Natural-language object grounding data:
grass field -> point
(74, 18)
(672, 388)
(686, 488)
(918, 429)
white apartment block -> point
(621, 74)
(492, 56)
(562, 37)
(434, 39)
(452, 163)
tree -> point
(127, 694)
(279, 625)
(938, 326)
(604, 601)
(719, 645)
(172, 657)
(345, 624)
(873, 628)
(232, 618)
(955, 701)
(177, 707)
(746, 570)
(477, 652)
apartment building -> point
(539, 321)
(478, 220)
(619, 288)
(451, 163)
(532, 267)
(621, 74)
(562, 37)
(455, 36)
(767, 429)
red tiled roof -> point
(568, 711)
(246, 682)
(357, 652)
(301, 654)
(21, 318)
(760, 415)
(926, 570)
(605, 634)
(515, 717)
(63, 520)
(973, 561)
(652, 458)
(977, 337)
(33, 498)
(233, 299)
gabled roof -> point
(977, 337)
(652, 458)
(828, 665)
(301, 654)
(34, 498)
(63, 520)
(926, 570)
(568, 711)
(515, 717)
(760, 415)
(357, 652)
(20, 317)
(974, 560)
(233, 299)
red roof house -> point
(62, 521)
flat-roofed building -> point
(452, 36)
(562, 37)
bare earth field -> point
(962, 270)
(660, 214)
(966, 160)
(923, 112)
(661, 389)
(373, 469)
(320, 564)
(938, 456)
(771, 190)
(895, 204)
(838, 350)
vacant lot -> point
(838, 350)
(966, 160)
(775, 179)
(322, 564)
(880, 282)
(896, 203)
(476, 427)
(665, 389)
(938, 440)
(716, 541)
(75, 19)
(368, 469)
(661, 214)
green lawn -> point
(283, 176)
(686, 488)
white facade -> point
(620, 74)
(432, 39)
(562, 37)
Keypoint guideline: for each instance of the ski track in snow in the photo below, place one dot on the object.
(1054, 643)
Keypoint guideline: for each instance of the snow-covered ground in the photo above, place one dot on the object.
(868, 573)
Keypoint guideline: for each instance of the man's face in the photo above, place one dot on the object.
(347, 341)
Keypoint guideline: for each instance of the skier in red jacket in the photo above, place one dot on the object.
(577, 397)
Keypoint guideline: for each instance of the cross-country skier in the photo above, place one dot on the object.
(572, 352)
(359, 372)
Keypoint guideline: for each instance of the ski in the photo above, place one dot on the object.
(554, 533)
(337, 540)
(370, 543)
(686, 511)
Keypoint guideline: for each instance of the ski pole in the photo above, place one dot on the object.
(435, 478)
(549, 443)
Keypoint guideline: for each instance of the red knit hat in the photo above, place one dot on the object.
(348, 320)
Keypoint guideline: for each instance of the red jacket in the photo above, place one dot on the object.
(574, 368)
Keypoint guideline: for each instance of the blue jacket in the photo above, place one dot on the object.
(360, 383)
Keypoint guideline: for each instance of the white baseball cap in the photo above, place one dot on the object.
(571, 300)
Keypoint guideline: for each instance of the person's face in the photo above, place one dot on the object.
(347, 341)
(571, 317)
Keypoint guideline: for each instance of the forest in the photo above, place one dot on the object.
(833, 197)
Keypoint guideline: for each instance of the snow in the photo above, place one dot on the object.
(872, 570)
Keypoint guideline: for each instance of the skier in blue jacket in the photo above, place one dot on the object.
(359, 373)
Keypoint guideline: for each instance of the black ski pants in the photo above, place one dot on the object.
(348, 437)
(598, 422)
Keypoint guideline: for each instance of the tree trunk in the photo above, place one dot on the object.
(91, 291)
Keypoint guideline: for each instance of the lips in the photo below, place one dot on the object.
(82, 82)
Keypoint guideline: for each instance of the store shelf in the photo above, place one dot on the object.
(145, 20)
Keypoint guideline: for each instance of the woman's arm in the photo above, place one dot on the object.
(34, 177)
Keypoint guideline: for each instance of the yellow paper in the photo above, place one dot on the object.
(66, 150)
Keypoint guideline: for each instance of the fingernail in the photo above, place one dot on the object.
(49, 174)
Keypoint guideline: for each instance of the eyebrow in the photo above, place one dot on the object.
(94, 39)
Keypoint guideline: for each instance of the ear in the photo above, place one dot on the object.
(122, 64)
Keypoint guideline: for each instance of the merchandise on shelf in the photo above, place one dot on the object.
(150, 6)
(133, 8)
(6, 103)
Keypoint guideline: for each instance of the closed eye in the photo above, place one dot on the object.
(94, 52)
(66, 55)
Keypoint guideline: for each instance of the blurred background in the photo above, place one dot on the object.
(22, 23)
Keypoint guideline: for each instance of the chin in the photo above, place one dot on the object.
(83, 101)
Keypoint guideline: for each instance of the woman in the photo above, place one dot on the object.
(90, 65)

## Prompt
All of the entries above need to be reproduced exactly.

## Exercise response
grass field -> point
(74, 18)
(672, 388)
(686, 488)
(918, 429)
white apartment block -> point
(621, 74)
(492, 56)
(562, 37)
(434, 39)
(452, 163)
tree -> point
(127, 694)
(279, 625)
(938, 326)
(604, 601)
(719, 645)
(172, 657)
(345, 624)
(873, 628)
(232, 618)
(955, 701)
(177, 707)
(746, 570)
(477, 652)
apartment building -> point
(539, 321)
(478, 220)
(619, 288)
(451, 163)
(532, 267)
(621, 74)
(562, 37)
(455, 36)
(767, 429)
red tiled roof -> point
(568, 711)
(246, 682)
(357, 652)
(301, 654)
(21, 318)
(760, 415)
(926, 570)
(605, 634)
(515, 717)
(63, 520)
(973, 561)
(652, 458)
(977, 337)
(33, 498)
(233, 299)
gabled roof -> point
(977, 337)
(652, 458)
(828, 665)
(301, 654)
(34, 498)
(63, 520)
(926, 570)
(568, 711)
(515, 717)
(760, 415)
(357, 652)
(20, 317)
(974, 560)
(233, 299)
red roof house -> point
(62, 521)
flat-roofed building -> point
(452, 36)
(562, 37)
bare earth field -> point
(962, 270)
(660, 214)
(966, 160)
(923, 112)
(661, 389)
(373, 469)
(320, 564)
(938, 456)
(771, 190)
(895, 204)
(838, 350)
vacant lot -> point
(838, 350)
(966, 160)
(775, 179)
(322, 564)
(880, 282)
(896, 203)
(476, 427)
(665, 389)
(938, 440)
(716, 541)
(75, 19)
(368, 469)
(661, 214)
green lawn -> point
(283, 176)
(686, 488)
white facade -> point
(620, 74)
(432, 39)
(562, 37)
Keypoint guideline: for each instance of the ski track in snow in the photo below, place one dot on the object.
(1054, 643)
Keypoint guideline: for each instance of the snow-covered ground in the photo above, place one dot on the object.
(868, 573)
Keypoint guideline: for each instance of the man's face in the photo above, place one dot on the object.
(347, 341)
Keypoint guideline: for each instance of the skier in red jacket in the photo above, place one dot on the object.
(577, 397)
Keypoint guideline: for each instance of the cross-country skier in the photo above, place one dot on the object.
(572, 352)
(359, 372)
Keypoint guideline: for each instance of the ski in the photo above, place one dot on the object.
(554, 533)
(337, 540)
(370, 543)
(686, 511)
Keypoint guideline: for each instance of the ski pole in the photo above, place one dot on the object.
(435, 478)
(549, 443)
Keypoint guideline: for each instance of the red knit hat in the photo above, place one dot on the object.
(348, 320)
Keypoint guideline: for each instance of the red jacket in the photo above, place one dot on the object.
(574, 368)
Keypoint guideline: for each instance of the blue jacket in the photo above, place one dot on the object.
(360, 383)
Keypoint guideline: for each instance of the white baseball cap in the photo above, place one dot on the object.
(571, 300)
Keypoint guideline: for each instance of the person's face in the photo above, place one dot on the object.
(347, 341)
(571, 317)
Keypoint guideline: for each instance of the forest in the photo above, place one dot on the object.
(833, 197)
Keypoint guideline: for each instance of the snow in the photo above, place one dot on the object.
(872, 570)
Keypoint guideline: for each instance of the skier in blue jacket in the photo above, place one dot on the object.
(359, 373)
Keypoint guideline: for each instance of the black ski pants in the photo above, place one dot on the object.
(348, 437)
(598, 422)
Keypoint guideline: for each instance of the tree trunk in the photo above, place one dot on the object.
(91, 291)
Keypoint guideline: for each instance of the lips in the photo below, place one dot on the object.
(82, 82)
Keypoint guideline: for each instance of the store shelf in the photo above, place one dot on the object.
(145, 20)
Keypoint guideline: for each instance of the woman's arm in the photo above, place one dot on the object.
(34, 177)
Keypoint guideline: for each instance of the yellow paper in the photo above, place one dot on the object.
(66, 150)
Keypoint guideline: for each instance of the fingernail in the photo above, place one dot on the object.
(49, 174)
Keypoint guideline: for each instance of the eyebrow in the photo above, place one dot on the object.
(94, 39)
Keypoint guideline: for each instance of the ear in the photo above, place one dot on the object.
(122, 64)
Keypoint guideline: for each instance of the merchandise on shelf in the photo above, place one dot on the object.
(150, 6)
(133, 8)
(6, 103)
Keypoint guideline: for each instance of the closed eye in the photo above, place one dot on the object.
(94, 52)
(66, 55)
Keypoint guideline: for each instance of the blurred background in the photo above, place one dot on the object.
(22, 23)
Keypoint guideline: for each instance of the chin in the photo above, place one dot on the object.
(83, 101)
Keypoint guideline: for each instance of the woman in the photo above, place one dot on the object.
(90, 65)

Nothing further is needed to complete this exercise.